start THE DATA

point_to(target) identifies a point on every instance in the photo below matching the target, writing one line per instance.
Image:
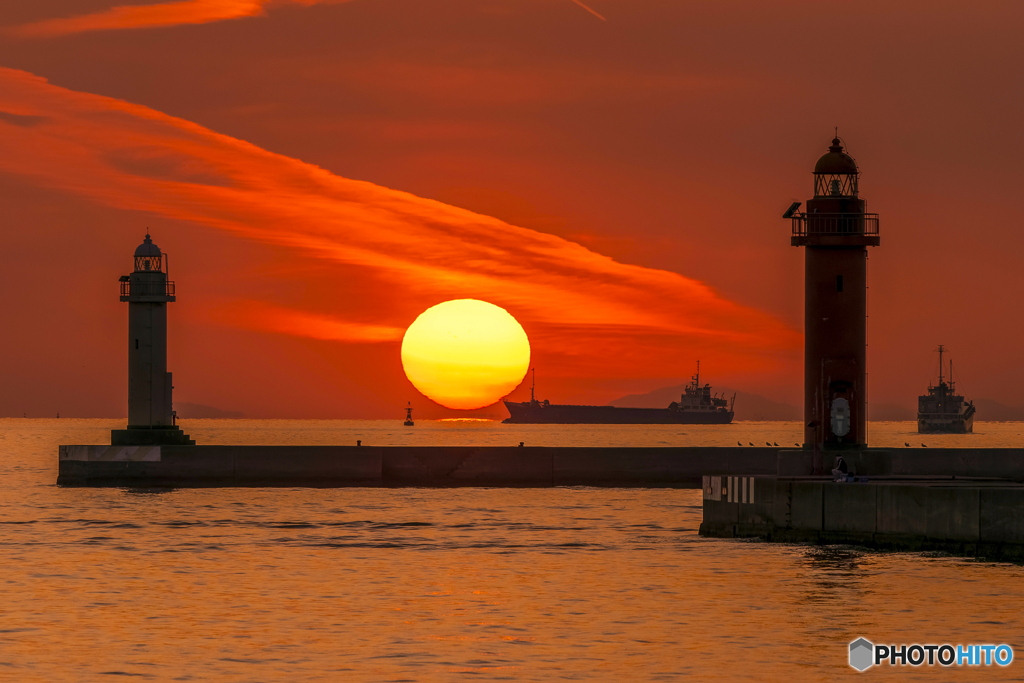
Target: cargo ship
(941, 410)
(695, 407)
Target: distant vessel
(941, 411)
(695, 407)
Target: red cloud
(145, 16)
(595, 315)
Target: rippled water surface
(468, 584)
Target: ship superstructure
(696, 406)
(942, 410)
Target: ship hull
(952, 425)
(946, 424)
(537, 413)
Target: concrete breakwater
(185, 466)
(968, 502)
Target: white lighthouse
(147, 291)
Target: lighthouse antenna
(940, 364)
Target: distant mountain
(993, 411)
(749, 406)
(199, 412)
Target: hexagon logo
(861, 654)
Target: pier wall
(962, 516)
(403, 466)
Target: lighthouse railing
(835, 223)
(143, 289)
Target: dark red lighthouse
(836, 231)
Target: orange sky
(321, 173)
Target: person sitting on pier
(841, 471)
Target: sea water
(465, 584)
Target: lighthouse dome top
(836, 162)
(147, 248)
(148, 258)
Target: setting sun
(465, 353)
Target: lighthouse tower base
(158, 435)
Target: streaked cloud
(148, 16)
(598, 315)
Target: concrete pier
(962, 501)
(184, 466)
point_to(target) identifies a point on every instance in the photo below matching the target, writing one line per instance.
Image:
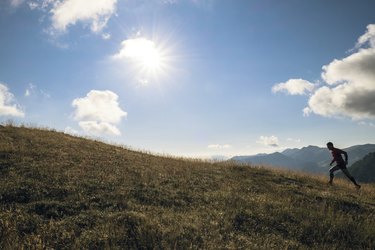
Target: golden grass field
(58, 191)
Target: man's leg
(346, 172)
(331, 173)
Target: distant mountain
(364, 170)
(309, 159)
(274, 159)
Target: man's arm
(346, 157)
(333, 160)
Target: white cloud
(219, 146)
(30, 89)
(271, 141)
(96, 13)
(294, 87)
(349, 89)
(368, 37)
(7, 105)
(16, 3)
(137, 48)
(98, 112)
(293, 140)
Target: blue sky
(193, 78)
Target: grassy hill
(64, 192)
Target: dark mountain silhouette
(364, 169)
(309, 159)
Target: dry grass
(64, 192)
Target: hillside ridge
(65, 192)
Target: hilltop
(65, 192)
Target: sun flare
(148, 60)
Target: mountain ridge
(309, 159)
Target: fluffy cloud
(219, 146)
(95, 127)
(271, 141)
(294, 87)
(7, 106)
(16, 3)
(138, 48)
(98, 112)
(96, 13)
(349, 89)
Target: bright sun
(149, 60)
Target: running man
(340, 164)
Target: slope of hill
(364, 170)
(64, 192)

end THE DATA

- **THE TASK**:
What is needed is an exact reproduction of the data, pictures excluded.

- **EXERCISE OUTPUT**:
point_to(target) identifies a point on every instance in the photo below matching the target, writing one line per instance.
Image:
Target: cargo ship
(941, 410)
(695, 407)
Target: distant vessel
(941, 411)
(695, 407)
Target: red cloud
(145, 16)
(595, 315)
Target: rippled water surface
(468, 584)
Target: ship superstructure
(696, 406)
(942, 410)
Target: ship hull
(952, 425)
(946, 424)
(537, 413)
Target: concrete breakwater
(185, 466)
(968, 502)
Target: white lighthouse
(147, 291)
Target: lighthouse antenna
(940, 364)
Target: distant mountain
(993, 411)
(749, 406)
(199, 412)
Target: hexagon logo
(861, 654)
Target: pier wall
(962, 516)
(403, 466)
Target: lighthouse railing
(835, 223)
(143, 289)
Target: dark red lighthouse
(836, 231)
Target: orange sky
(321, 173)
Target: person sitting on pier
(841, 471)
Target: sea water
(465, 584)
Target: lighthouse dome top
(836, 162)
(147, 248)
(148, 258)
Target: setting sun
(465, 353)
Target: lighthouse tower base
(158, 435)
Target: streaked cloud
(148, 16)
(598, 315)
Target: concrete pier
(962, 501)
(184, 466)
point_to(target) identifies a point on every instance in the photo below matching the target, writing one line per instance.
Image:
Target: golden grass field
(58, 191)
Target: man's leg
(346, 172)
(331, 173)
Target: distant mountain
(364, 170)
(309, 159)
(274, 159)
Target: man's arm
(346, 157)
(333, 160)
Target: white cloud
(219, 146)
(30, 89)
(271, 141)
(96, 13)
(294, 87)
(349, 89)
(368, 37)
(7, 105)
(16, 3)
(137, 48)
(98, 112)
(293, 140)
Target: blue sky
(193, 78)
Target: grassy hill
(64, 192)
Target: dark mountain silhouette
(364, 169)
(309, 159)
Target: dry grass
(64, 192)
Target: hillside ridge
(65, 192)
Target: hilltop
(65, 192)
Target: sun flare
(148, 60)
Target: mountain ridge
(309, 159)
Target: fluffy cloud
(219, 146)
(95, 127)
(271, 141)
(294, 87)
(7, 106)
(16, 3)
(138, 48)
(98, 112)
(96, 13)
(349, 89)
Target: bright sun
(149, 60)
Target: running man
(340, 164)
Target: slope of hill
(364, 170)
(64, 192)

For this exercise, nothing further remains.